**The problem**
In the answer, every entry must appear exactly as given.

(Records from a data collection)
※

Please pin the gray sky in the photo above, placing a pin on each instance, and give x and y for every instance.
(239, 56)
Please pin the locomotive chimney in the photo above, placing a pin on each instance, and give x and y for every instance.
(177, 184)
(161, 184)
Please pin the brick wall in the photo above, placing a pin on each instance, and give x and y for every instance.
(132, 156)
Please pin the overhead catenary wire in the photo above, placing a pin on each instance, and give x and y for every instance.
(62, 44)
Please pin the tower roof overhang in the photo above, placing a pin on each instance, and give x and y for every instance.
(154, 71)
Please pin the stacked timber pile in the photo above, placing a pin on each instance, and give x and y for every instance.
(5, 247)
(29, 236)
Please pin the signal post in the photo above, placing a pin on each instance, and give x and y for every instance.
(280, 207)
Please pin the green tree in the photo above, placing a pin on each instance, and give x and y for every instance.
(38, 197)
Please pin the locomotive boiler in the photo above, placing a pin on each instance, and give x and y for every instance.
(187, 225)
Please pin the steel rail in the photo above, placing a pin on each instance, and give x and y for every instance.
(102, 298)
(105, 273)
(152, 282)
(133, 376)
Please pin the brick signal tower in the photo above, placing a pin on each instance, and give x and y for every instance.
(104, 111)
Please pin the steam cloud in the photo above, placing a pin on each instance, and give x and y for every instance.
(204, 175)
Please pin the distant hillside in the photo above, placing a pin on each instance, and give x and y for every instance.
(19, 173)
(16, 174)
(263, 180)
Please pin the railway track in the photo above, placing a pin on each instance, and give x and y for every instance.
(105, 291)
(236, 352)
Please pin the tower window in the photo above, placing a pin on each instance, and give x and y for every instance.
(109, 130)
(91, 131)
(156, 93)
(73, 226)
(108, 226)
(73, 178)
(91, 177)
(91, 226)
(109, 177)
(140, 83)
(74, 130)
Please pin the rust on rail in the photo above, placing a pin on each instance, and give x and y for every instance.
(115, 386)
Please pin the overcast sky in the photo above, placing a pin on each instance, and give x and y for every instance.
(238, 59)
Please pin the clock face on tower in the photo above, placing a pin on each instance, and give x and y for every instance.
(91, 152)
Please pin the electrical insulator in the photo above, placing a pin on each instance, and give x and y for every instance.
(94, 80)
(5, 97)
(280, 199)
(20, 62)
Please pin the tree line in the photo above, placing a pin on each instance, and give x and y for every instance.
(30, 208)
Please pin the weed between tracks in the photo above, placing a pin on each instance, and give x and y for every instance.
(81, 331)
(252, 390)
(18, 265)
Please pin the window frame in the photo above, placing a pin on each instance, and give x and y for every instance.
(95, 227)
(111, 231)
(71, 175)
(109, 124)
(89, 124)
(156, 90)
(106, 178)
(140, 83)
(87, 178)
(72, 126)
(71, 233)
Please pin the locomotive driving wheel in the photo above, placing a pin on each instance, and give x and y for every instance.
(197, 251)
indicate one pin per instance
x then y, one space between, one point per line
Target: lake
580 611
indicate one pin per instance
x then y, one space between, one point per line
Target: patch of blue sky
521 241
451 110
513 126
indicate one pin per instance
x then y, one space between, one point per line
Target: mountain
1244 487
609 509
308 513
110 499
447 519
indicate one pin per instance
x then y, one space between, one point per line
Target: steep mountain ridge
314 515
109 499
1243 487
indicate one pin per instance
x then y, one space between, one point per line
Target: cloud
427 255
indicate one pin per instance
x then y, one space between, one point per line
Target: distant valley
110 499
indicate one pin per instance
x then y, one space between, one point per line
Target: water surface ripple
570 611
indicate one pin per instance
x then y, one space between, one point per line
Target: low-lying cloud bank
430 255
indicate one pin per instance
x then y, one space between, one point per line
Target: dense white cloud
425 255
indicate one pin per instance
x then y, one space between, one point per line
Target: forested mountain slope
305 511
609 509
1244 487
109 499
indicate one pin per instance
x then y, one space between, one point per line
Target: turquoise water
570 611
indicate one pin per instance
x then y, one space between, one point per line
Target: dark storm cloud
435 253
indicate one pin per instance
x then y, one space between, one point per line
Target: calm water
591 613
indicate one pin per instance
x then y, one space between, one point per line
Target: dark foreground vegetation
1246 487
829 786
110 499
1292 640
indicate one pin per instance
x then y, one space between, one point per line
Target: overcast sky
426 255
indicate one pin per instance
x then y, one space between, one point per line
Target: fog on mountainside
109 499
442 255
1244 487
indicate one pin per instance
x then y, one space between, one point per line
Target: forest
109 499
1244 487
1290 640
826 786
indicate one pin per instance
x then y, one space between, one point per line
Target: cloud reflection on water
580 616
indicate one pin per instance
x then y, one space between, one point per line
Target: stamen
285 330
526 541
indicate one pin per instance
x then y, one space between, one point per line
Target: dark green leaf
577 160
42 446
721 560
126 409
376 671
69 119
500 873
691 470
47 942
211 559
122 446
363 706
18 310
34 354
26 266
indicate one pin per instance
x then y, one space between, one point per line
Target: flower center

※

**Reply**
Please pin the gray sky in the photo above, placing a pin on each instance, and give x and y for every instance.
(239, 56)
Please pin the locomotive chimney in the photo above, placing a pin on each instance, and give x and y for every instance.
(177, 184)
(161, 184)
Please pin the brick wall in the photo above, placing a pin on each instance, and give x and y for every instance.
(132, 156)
Please pin the overhead catenary wire in the photo above, placing a pin on each instance, and give x and y for every instance.
(62, 44)
Please pin the tower roof overhang in the photo above, placing a pin on each instance, and give x and y for every instance.
(154, 71)
Please pin the stacked timber pile in the photo above, placing a pin on each instance, and give x and y for every instance.
(5, 247)
(29, 236)
Please pin the signal post in the photo above, placing a pin on each instance, and give x and y for every instance.
(280, 207)
Please pin the green tree in the photo above, placing a pin on each instance, and give x and y for every instance.
(38, 197)
Please pin the locomotive boiler in the photo above, placing a pin on each instance, and give x and y for every instance.
(187, 225)
Please pin the steel rail in the photo above, placing a pin on each instance, and give x and y for every instance.
(102, 298)
(105, 273)
(152, 282)
(133, 376)
Please pin the brick signal tower in the photo above, placing a pin on each instance, and give x and y for every instance.
(104, 111)
Please pin the steam cloud in the photo above, placing a pin on each instance, and give x and y for every instance.
(204, 175)
Please pin the distant hillside in the photo above, placing a pin on each instance, and give x and y for every instance.
(19, 173)
(16, 174)
(263, 180)
Please pin the railway track in the photo above, placing a pin on each instance, and give x and y for every instance.
(105, 291)
(236, 352)
Please pin the tower window in the photo above, placing a pin on each instance, and give x and y for every instance.
(109, 130)
(91, 131)
(156, 93)
(73, 226)
(108, 226)
(73, 178)
(91, 177)
(91, 226)
(109, 177)
(140, 83)
(74, 130)
Please pin the rust on rail in the photo above, placing a pin on each instance, and give x and y for every instance.
(115, 386)
Please pin the overcast sky in the photo above, placing a pin on each instance, and give x and y for every instance.
(238, 59)
Please pin the clock face on tower in the photo above, placing a pin on each instance, and give x and y for every instance.
(91, 152)
Please pin the electrical insulator in the photo above, placing a pin on each instance, and give x and y for every instance.
(94, 80)
(5, 97)
(280, 199)
(20, 62)
Please pin the tree line in the photo above, placing a pin on each instance, and give x and y for every instance.
(30, 208)
Please pin the weed between tracks in the photo above, placing a pin on each instance, and give x and y for every instance.
(81, 331)
(252, 390)
(18, 265)
Please pin the window frame in the photo above, placing a pin on each instance, and give x and y for every instance.
(95, 227)
(111, 231)
(71, 175)
(109, 124)
(89, 124)
(156, 90)
(106, 178)
(140, 83)
(87, 178)
(72, 126)
(71, 233)
Please pin the locomotive driving wheel in the photo above, placing a pin on each instance, and give x and y for every instance.
(197, 251)
indicate one pin per instance
x then y, one space between, one point per line
Target: lake
580 611
indicate one pin per instance
x then y, one space between, one point per line
Target: patch of blue sky
521 241
451 110
513 126
indicate one pin per instance
x then y, one space between, one point per line
Target: mountain
1244 487
609 509
308 513
110 499
447 519
indicate one pin per instance
x then y, one space between, one point per line
Target: steep mountain ridge
314 515
109 499
1243 487
indicate one pin per instance
x then y, one space between, one point per line
Target: cloud
427 255
indicate one pin per instance
x then y, one space between, one point per line
Target: distant valley
110 499
indicate one pin per instance
x then y, one space between, one point per line
Target: water surface ripple
570 611
indicate one pin per instance
x then y, one space between, one point per line
Target: low-lying cloud bank
430 255
indicate one pin per instance
x then y, one space between, one point per line
Target: dense white cloud
425 255
indicate one pin per instance
x then y, one space between, one point per line
Target: forested mountain slope
305 511
609 509
1244 487
109 499
indicate one pin per instance
x then y, one space between, one point per line
Target: turquoise water
570 611
indicate one pin per instance
x then y, one space between, one point per line
Target: dark storm cloud
435 253
indicate one pin per instance
x then y, one space between, one point per line
Target: calm water
591 613
indicate one pin per instance
x then y, one space between, one point per line
Target: dark foreground vegetation
1246 487
829 786
110 499
1292 640
indicate one pin per instance
x then y, one space between, one point per line
Target: overcast sky
426 255
indicate one pin per instance
x then y, one space between, one point per line
Target: fog on mountainside
109 499
442 255
1244 487
indicate one pin per instance
x then y, one space between, one point per line
Target: forest
109 499
1244 487
1290 640
826 786
indicate one pin per instance
x then y, one space between, one point per line
Target: cloud reflection on water
580 616
indicate one pin per instance
x then y, one space between, one point per line
Target: stamen
285 330
526 541
indicate one pin per instance
x then y, one space between, one point per line
Target: dark green leaf
577 160
42 446
721 560
126 409
376 671
69 119
500 873
691 470
47 942
211 559
122 446
363 706
18 310
34 354
26 266
indicate one pin per instance
x then y, one space between, one point per line
Target: flower center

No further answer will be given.